> _問題_
「Could you please outline every instance of the bus」を含む行から「[(51, 23), (24, 62), (58, 86)]」を含む行までの項目を、「ring」を「loop」に置き換えて書き直してください。それ以外は変えないこと。

データセット抜粋:
═══
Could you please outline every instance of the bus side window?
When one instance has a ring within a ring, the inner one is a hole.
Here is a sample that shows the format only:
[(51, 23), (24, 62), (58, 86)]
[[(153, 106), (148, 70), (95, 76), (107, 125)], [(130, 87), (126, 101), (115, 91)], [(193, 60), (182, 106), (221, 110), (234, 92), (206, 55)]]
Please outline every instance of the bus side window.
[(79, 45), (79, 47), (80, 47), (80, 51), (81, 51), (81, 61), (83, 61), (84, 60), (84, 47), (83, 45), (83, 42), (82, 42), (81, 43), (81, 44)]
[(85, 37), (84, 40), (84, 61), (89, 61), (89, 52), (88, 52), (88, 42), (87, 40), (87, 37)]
═══
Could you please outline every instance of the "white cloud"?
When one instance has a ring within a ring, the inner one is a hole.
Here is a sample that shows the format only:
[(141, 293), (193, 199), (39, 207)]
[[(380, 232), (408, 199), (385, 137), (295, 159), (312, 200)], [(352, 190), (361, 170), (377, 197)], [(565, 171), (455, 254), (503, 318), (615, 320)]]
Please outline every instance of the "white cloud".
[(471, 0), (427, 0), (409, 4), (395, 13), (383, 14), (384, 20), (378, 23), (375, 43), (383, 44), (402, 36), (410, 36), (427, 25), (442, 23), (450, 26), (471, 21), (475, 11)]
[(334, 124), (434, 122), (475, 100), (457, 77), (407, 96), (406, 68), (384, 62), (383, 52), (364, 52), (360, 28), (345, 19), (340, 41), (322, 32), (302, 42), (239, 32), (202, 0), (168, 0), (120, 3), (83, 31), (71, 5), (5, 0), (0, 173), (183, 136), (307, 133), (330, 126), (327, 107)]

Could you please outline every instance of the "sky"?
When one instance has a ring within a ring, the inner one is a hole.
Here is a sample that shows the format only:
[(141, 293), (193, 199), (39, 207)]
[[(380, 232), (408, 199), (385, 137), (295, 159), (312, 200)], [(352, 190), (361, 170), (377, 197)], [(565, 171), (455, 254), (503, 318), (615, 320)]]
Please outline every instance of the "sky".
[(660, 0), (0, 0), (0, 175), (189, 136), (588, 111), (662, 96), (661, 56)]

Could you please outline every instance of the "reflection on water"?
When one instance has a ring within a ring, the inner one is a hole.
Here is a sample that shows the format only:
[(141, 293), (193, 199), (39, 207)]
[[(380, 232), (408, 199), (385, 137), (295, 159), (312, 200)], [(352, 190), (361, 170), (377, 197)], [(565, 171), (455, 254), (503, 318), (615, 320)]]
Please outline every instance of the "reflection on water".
═══
> _解答_
Could you please outline every instance of the bus side window?
When one instance has a loop within a loop, the inner one is a hole.
Here is a sample that shows the format only:
[(51, 23), (24, 62), (58, 86)]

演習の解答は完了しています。